[To be done]:
Return the full listing exactly as it is written.

(Entries taken from a collection)
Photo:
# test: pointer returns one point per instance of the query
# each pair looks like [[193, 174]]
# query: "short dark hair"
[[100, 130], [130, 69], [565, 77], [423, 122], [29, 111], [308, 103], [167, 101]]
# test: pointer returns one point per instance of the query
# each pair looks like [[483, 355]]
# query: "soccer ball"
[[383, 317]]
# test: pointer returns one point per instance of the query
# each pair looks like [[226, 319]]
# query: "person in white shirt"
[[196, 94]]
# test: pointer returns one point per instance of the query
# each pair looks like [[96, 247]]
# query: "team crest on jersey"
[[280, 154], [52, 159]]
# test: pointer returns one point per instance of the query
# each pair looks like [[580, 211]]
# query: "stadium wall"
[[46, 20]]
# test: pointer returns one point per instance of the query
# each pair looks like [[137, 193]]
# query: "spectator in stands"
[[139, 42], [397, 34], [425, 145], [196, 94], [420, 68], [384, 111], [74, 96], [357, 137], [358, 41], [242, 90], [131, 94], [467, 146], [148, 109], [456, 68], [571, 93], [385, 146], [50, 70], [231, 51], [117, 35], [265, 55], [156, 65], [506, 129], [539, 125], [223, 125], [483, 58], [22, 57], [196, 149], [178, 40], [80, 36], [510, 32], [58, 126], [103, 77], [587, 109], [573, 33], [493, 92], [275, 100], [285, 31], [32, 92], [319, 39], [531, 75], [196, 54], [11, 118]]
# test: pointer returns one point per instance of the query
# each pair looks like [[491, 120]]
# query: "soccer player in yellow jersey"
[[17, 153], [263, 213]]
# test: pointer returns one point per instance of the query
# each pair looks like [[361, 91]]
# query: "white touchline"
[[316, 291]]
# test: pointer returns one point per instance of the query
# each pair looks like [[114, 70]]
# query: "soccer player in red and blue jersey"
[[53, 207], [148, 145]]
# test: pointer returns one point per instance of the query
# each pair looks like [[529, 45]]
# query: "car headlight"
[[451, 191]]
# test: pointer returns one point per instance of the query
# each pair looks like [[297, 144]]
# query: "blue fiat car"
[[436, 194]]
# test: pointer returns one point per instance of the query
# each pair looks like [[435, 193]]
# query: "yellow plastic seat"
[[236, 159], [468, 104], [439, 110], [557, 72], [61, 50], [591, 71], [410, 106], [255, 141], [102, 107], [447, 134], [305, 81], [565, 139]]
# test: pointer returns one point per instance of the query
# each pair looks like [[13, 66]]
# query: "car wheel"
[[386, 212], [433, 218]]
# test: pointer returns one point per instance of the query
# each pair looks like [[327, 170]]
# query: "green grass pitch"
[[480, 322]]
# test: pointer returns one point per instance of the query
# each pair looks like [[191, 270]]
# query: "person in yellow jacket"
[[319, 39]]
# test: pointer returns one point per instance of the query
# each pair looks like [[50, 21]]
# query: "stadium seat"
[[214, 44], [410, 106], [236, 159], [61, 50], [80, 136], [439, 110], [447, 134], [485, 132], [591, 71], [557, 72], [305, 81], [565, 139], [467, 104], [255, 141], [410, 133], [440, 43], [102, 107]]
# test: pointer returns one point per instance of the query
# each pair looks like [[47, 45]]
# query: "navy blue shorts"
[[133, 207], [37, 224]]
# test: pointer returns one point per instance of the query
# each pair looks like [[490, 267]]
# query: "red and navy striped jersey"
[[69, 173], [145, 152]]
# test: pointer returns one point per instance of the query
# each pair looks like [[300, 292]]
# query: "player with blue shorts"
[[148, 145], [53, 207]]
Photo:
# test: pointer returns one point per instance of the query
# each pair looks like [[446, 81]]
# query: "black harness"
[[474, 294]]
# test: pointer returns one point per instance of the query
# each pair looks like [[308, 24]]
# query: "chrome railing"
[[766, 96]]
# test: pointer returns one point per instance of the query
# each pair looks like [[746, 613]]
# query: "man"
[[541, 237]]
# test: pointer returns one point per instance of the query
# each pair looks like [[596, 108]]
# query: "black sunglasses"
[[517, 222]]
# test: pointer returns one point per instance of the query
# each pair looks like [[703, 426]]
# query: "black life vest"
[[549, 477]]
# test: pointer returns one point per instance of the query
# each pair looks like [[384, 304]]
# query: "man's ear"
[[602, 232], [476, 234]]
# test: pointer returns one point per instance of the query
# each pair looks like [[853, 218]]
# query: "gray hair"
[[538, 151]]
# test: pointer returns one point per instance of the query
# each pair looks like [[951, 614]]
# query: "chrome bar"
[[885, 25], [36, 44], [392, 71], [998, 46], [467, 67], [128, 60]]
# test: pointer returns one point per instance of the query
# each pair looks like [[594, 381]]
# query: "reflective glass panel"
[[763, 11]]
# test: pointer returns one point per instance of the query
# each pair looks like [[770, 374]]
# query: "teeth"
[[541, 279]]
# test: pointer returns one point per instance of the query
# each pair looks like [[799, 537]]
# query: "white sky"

[Result of this task]:
Photo:
# test: pointer returns one point per instance of the query
# each pair looks like [[193, 174]]
# query: "short dark hair"
[[100, 130], [130, 69], [565, 77], [423, 122], [29, 111], [308, 103], [167, 101]]
# test: pointer returns one point per instance of the query
# each pair looks like [[483, 355]]
# query: "soccer ball"
[[383, 317]]
# test: pointer returns one point per instance of the query
# each pair looks like [[226, 319]]
# query: "person in white shirt"
[[196, 94]]
# test: pointer returns one point per instance of the query
# each pair looks like [[96, 247]]
# query: "team crest on jersey"
[[280, 154], [52, 159]]
# test: pointer returns one point per instance of the query
# each pair looks like [[580, 211]]
# query: "stadium wall"
[[46, 20]]
# test: pointer returns one point per instance of the query
# each pair looks like [[137, 193]]
# query: "spectator in stands"
[[139, 42], [397, 34], [425, 145], [196, 94], [420, 68], [384, 111], [74, 96], [357, 137], [358, 41], [242, 90], [131, 94], [467, 146], [148, 109], [456, 68], [571, 93], [385, 146], [50, 70], [231, 51], [117, 35], [265, 55], [156, 65], [506, 129], [539, 125], [223, 125], [483, 58], [22, 57], [196, 149], [178, 40], [80, 36], [510, 32], [58, 126], [103, 77], [587, 109], [573, 33], [493, 92], [275, 100], [285, 31], [32, 92], [319, 39], [531, 75], [196, 54], [11, 118]]
# test: pointer returns one point per instance of the query
# each pair looks like [[491, 120]]
# query: "soccer player in yellow jersey"
[[17, 153], [263, 213]]
# test: pointer returns one point per instance of the query
# each pair looks like [[361, 91]]
# query: "white touchline"
[[316, 291]]
# test: pointer returns one point per instance of the query
# each pair looks like [[114, 70]]
# query: "soccer player in red and blue jersey"
[[53, 207], [148, 145]]
# test: pointer returns one point per instance of the query
# each pair looks like [[529, 45]]
# query: "car headlight"
[[451, 191]]
# test: pointer returns one point per instance of the query
# each pair looks like [[297, 144]]
# query: "blue fiat car"
[[436, 194]]
# test: pointer returns one point per instance of the query
# each pair looks like [[435, 193]]
# query: "yellow plastic seat"
[[236, 159], [468, 104], [439, 110], [557, 72], [61, 50], [591, 71], [410, 106], [255, 141], [102, 107], [447, 134], [305, 81], [565, 139]]
# test: pointer returns one point per instance of the query
# each pair looks like [[13, 66]]
# query: "car wheel"
[[386, 212], [433, 218]]
# test: pointer returns one point per instance of the query
# each pair looks like [[327, 170]]
# query: "green grass pitch"
[[480, 322]]
# test: pointer returns one point per instance of the query
# each pair looks like [[191, 270]]
# query: "person in yellow jacket"
[[319, 39]]
# test: pointer returns one point per instance of the query
# each pair looks like [[50, 21]]
# query: "stadium seat"
[[214, 44], [410, 106], [236, 159], [61, 50], [80, 136], [439, 110], [447, 134], [485, 132], [591, 71], [557, 72], [305, 81], [565, 139], [467, 104], [255, 141], [410, 133], [440, 43], [102, 107]]
# test: pointer returns one point per instance of the query
# each pair looks like [[47, 45]]
# query: "navy blue shorts"
[[133, 207], [37, 224]]
# test: pointer returns one point per instance of the query
# each pair looks like [[490, 267]]
# query: "red and navy striped jersey"
[[69, 173], [145, 152]]
# test: pointer returns one point per instance of the query
# each pair looks like [[300, 292]]
# query: "player with blue shorts"
[[148, 145], [53, 207]]
Photo:
# test: pointer returns one point per instance of the query
# each pair looks like [[446, 81]]
# query: "black harness"
[[474, 294]]
# test: pointer returns one point per instance of the query
# each pair looks like [[308, 24]]
# query: "chrome railing"
[[766, 96]]
# test: pointer returns one point per instance of the query
# each pair looks like [[746, 613]]
# query: "man"
[[541, 237]]
# test: pointer returns one point per instance of the query
# each pair looks like [[596, 108]]
# query: "black sunglasses"
[[517, 222]]
# test: pointer returns one point per instance of the query
# each pair looks like [[703, 426]]
# query: "black life vest"
[[549, 477]]
# test: pointer returns one point per instance of the query
# each pair looks like [[384, 304]]
# query: "man's ear"
[[602, 232], [476, 234]]
# test: pointer returns one point per instance of the query
# each pair looks like [[853, 218]]
# query: "gray hair"
[[538, 151]]
# test: pointer returns one point per instance of the query
# each pair looks like [[951, 614]]
# query: "chrome bar"
[[885, 25], [36, 44], [392, 71], [998, 46], [467, 67], [128, 60]]
# test: pointer returns one point per instance of the query
# each pair looks like [[594, 381]]
# query: "reflective glass panel"
[[763, 11]]
# test: pointer returns one point per instance of the query
# each pair looks like [[770, 374]]
# query: "teeth"
[[541, 279]]
# test: pointer returns one point per instance of the query
# each pair looks like [[799, 537]]
# query: "white sky"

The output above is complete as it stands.